__Instructions__:
**1)** In the passage on dissent, under which law are the CAA protestors being tried?
**2)** Rewrite the paragraph of the passage on dissent that begins "The attack on dissent is not so much" in one or two shorter sentences, keeping its main points.
**3)** Carry the passage on dissent forward from its final sentence, in the same voice.

__Excerpt provided__:

So, how do you deal with dissent, if dissent has this logic. And by the way, every single democracy faces this problem. You can’t just deal with it within the simple logic of disagreement. That’s easy, I can just choose to ignore you. You can say whatever you want, so long as you’re not being able to persuade other people it’s perfectly fine. So, when faced with genuine dissent, in a sense, this prospect of withdrawal of consent or this puncturing of the myth of consent; this puncturing of the legitimacy that the state is claiming in respect to that matter, the states option that becomes is you want to deny those who are dissenting this way, their standing. You want to say that their seeming performance or threat of a withdrawal of consent; their enacting a refusal to recognise the legitimacy of a law does not count because they are violating some basic civic obligations. And the only way in which you can do this is by de-facto criminalising them.
The attack on dissent is not so much an attack on particular ideas – often it is, the government just doesn’t like those ideas – but what makes the attack on the dissenter – why you need to criminalise them – is you have to, in a sense, deny them standing as citizens. Because only by denying them that can you say “look, our myth of consent has not been punctured or questioned”.
Now, this rather obvious truth – that the crushing of dissent in a democracy; the crushing of that refusal is about preserving the legitimacy of the myth of consent – explains two things. One, it explains the logic of laws that actually regulate dissent and convert dissent into criminal crimes. Think of all the laws through which dissent is criminalised – sedition, terrorism, public order provisions, regulation of public protest, the ban on strikes, in a sense, the regulation of speech that expresses contempt of court sometimes. What is the common thread in all of these laws? In sedition and suspicion of terrorism charges, the claim is express: that these are groups that are withdrawing their consent from the state and that is manifest in the fact that they committed to the violent overthrow of the state. And of course, sometimes there are groups like that, let’s not underplay that fact. But the criminalisation – the process of criminalisation of dissent is the idea that more and more groups should be treated not just as expressing a different opinion but as different ways of withholding consent. This is exactly the strategy that is being, for example, deployed in two of the major protests of our times. The targeting of CAA protestors – why are they being tried under UAPA, which is a law expressly designed for those whom you don’t want to give standing as reasonable citizens.
The four tropes that are used in, in a sense, criminalising these protests – whether it’s the Delhi riots cases or the Bhima Koregaon cases. The first will be the government’s claim, ‘you know, this protest seems to be public’ – remember civil disobedience used to say that always carry out your act publicly because what you are trying to do is you are trying to justify your acts at the tribunal of public justification. That’s the Gandhian logic of public satyagraha. But the government will almost always want to show that these acts actually have a secret conspiracy behind them. By the way, every single democratic government employs the same logic.

[Data records]
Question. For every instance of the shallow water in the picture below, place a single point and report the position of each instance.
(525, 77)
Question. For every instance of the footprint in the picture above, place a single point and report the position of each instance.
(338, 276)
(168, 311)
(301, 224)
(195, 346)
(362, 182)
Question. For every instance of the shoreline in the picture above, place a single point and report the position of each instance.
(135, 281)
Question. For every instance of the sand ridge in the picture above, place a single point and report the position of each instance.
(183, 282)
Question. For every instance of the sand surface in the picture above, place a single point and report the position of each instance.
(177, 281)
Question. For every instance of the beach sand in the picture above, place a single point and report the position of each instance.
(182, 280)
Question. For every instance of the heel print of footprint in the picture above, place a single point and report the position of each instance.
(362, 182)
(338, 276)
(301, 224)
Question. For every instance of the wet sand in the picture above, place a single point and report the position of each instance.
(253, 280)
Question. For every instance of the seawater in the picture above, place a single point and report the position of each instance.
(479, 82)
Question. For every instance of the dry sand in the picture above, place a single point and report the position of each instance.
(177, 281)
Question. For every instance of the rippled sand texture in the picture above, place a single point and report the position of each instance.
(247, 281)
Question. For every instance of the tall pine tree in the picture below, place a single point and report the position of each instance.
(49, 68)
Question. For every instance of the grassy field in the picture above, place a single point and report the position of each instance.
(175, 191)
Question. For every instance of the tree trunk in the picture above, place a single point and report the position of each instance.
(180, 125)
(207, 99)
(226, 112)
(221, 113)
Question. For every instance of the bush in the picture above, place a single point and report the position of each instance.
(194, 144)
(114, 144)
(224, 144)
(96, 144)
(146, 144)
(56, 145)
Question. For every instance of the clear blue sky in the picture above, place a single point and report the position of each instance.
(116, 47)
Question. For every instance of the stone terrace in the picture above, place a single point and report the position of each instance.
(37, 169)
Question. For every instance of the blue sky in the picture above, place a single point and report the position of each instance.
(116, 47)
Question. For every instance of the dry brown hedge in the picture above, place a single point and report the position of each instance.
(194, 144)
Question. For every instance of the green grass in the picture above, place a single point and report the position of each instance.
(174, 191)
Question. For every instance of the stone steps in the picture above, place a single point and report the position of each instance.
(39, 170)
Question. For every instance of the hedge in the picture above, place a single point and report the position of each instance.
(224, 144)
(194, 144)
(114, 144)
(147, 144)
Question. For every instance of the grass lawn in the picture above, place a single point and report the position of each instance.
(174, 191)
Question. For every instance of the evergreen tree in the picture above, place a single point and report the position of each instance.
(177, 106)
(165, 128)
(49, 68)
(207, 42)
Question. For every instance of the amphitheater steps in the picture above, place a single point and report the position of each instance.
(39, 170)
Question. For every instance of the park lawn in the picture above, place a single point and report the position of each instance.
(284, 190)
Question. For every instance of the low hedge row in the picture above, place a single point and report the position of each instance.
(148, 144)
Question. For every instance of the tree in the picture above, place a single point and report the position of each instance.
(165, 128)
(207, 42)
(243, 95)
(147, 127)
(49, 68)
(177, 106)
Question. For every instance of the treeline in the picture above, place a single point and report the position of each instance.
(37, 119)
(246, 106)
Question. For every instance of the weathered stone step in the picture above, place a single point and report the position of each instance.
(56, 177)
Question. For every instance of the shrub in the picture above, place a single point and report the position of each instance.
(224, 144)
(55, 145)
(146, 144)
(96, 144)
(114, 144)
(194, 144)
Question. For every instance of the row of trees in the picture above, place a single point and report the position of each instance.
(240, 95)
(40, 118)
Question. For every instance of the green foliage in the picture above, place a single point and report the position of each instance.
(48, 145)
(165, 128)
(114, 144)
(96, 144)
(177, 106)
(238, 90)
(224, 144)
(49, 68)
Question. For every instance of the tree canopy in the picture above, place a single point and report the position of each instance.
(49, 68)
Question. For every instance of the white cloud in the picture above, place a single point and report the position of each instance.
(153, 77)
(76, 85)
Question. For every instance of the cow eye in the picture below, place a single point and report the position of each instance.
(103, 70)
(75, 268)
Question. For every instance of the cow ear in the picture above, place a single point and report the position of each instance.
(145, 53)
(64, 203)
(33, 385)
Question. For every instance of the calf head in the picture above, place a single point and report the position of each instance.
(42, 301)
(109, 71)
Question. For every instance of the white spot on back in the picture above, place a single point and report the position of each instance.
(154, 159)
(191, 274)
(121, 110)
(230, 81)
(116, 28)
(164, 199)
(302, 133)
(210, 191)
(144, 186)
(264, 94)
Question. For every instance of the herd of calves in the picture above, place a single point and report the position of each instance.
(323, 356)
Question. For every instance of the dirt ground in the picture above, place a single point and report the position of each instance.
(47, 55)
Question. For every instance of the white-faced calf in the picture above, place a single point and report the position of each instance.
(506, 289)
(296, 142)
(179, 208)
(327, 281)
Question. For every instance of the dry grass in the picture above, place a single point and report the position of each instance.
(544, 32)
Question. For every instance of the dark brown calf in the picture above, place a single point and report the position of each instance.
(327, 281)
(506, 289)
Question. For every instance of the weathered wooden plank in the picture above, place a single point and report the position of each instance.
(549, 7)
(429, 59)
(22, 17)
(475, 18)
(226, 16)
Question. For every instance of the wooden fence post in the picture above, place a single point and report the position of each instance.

__Answers for the exercise__:
**1)** They are being tried under UAPA.

**2)** The attack on dissenters is less about their ideas than about denying them standing as citizens, which is why they must be criminalized. Only by doing so can the state claim that its myth of consent has not been punctured or questioned.

**3)**
One of the striking things if you look at, for example, the recently released FBI files on the Occupy Wall Street protest, it’s exactly the same logic. They seem to be carrying it out in public, they seem to abide by the Constitution. In India’s case, they seem to be carrying pictures of Gandhi and Ambedkar and enacting the grammar of higher constitutionalism but at the heart of this protest is a secret conspiracy. The public avowal of constitutional values masks the fact that they are secret conspirators. Who tells us that? A secret intelligence service, like the FBI or the CBI or something like that.
Second, notice, in delegitimising these protesters, the attention is shifted from the particular moral claim they are making – is the CAA discriminatory, should bankers in the United States be prosecuted for malfeasance fraud, is the NRC justified – the attention is being shifted from the moral claim to the standing of the protesters. ‘They must be Maoists’, ‘they must be jihadists’, ‘this is a Leftist-Maoist-liberal-Jihadist conspiracy’, ‘the nonviolence was a facade, underlying it is a will to anarchy, no higher rule here but a propensity to lawlessness’. Again, remember, they are forced into this logic because the only way they can conceptualise the dissenter is through that act of refusal. It’s not about that substantive moral claim they’re arguing. Can we give more evidence for this fact? It’s often buttressed by the fact that the state will construct the dissenter as a self-chosen vanguard. As the state says, there are professional dissenters who show up everywhere. They are dissenters in this negative sense. Think of another example – so it’s dissent in the specific sense, that you want to construct this group as carrying out an act of refusal which punctures that myth of consent. This same phenomenon, about the refusal of consent, shows up in place: the right to strike.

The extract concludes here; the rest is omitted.